▸ **Stated goal**: Return every line in the records below that contains the string "power", copying each line in full. Case counts.

━━━━━ Input for this task

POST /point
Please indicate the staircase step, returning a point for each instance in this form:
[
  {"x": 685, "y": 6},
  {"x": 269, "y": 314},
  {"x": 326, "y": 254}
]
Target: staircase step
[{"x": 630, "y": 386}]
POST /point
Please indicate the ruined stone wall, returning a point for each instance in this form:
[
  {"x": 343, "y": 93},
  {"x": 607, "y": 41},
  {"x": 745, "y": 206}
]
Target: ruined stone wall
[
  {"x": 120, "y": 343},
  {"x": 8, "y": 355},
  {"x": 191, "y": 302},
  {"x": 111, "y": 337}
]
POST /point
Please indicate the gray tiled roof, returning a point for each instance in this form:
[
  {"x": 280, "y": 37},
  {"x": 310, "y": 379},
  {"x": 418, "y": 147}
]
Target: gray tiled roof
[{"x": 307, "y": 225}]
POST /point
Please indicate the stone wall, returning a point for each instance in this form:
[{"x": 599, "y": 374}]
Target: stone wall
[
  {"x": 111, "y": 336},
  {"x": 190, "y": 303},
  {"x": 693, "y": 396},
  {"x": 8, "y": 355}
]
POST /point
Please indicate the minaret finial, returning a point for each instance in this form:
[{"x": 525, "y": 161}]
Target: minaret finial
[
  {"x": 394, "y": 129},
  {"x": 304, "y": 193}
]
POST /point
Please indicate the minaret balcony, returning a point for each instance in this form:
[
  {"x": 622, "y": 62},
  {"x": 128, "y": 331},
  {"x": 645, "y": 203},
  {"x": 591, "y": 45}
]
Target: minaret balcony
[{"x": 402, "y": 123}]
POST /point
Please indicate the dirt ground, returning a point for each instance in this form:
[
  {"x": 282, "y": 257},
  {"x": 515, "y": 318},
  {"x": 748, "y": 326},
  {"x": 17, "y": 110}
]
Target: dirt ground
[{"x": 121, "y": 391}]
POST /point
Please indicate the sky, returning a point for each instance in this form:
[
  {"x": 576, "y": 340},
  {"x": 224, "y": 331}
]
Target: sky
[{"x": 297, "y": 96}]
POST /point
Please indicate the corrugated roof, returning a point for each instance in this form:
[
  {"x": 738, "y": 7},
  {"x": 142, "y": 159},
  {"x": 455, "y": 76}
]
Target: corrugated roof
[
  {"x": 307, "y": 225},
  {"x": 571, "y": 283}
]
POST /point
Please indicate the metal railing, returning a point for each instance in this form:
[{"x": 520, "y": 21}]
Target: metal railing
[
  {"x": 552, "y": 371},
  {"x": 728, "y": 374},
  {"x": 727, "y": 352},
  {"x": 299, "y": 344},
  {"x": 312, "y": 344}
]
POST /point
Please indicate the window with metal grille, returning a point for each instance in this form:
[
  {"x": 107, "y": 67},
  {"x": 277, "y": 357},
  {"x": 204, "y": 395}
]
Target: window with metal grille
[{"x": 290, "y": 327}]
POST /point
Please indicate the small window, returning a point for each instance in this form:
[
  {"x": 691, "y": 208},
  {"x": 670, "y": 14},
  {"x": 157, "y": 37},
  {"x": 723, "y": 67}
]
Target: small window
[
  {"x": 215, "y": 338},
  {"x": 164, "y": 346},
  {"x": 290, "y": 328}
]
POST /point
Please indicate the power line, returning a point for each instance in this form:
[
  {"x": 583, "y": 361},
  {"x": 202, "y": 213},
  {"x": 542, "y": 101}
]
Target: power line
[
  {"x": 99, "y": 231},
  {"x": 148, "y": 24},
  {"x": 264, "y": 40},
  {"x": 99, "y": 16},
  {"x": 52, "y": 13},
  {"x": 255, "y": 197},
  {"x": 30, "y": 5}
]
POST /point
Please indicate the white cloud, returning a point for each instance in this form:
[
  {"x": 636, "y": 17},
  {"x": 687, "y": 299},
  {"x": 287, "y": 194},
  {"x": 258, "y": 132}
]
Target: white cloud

━━━━━━━━━━

▸ **Task answer**:
Please indicate the power line, returning a point for each instance in this form:
Target: power line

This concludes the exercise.